- [Your instructions]:
Pick out every line in the entries below that contains the word "blouse", and copy each of those lines.

- [Excerpted records]:
* Start *
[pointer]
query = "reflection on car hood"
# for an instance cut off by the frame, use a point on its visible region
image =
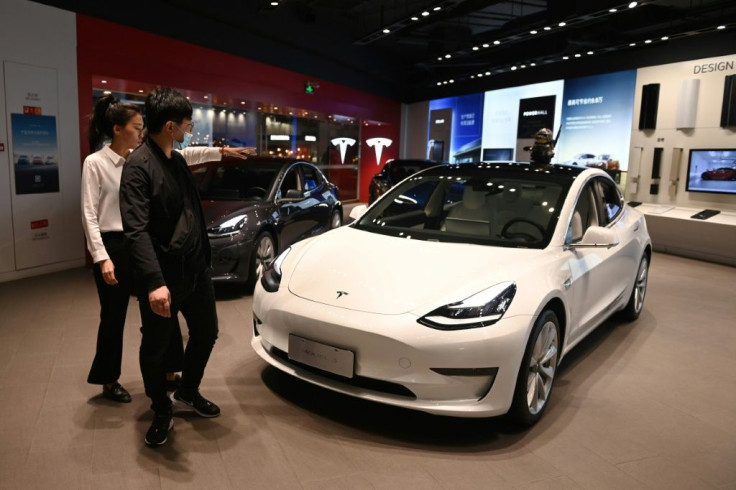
(216, 211)
(388, 275)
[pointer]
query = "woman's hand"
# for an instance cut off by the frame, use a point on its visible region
(108, 272)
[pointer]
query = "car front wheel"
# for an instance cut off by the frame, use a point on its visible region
(264, 250)
(537, 371)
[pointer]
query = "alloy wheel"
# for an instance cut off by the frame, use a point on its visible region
(542, 366)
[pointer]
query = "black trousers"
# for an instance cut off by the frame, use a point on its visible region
(113, 310)
(194, 297)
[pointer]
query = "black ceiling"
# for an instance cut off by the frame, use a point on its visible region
(442, 53)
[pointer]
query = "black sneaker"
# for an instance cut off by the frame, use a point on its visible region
(202, 406)
(160, 427)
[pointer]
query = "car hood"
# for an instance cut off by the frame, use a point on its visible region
(375, 273)
(216, 211)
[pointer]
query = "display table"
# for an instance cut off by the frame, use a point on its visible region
(674, 231)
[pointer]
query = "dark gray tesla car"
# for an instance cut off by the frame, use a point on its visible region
(255, 208)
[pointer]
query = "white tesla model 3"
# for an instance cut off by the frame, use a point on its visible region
(459, 291)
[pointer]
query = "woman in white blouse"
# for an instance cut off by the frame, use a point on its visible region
(122, 125)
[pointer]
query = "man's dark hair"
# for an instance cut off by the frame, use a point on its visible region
(166, 104)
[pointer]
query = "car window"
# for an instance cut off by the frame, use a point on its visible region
(610, 199)
(312, 178)
(485, 209)
(289, 182)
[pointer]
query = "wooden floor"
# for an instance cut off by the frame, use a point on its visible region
(645, 405)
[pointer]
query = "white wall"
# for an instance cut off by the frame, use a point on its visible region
(706, 132)
(37, 35)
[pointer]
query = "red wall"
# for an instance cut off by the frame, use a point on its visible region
(112, 50)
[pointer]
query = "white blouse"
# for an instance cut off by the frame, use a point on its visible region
(101, 174)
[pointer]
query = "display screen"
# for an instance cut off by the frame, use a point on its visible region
(712, 171)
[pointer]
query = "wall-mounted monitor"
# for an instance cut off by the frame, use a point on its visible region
(712, 171)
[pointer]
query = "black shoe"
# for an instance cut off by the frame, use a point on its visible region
(202, 406)
(116, 393)
(160, 427)
(173, 384)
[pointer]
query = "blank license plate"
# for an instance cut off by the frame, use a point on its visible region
(321, 356)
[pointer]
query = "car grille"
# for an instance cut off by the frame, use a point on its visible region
* End *
- [Full response]:
query = "woman in white blouse"
query = "white blouse"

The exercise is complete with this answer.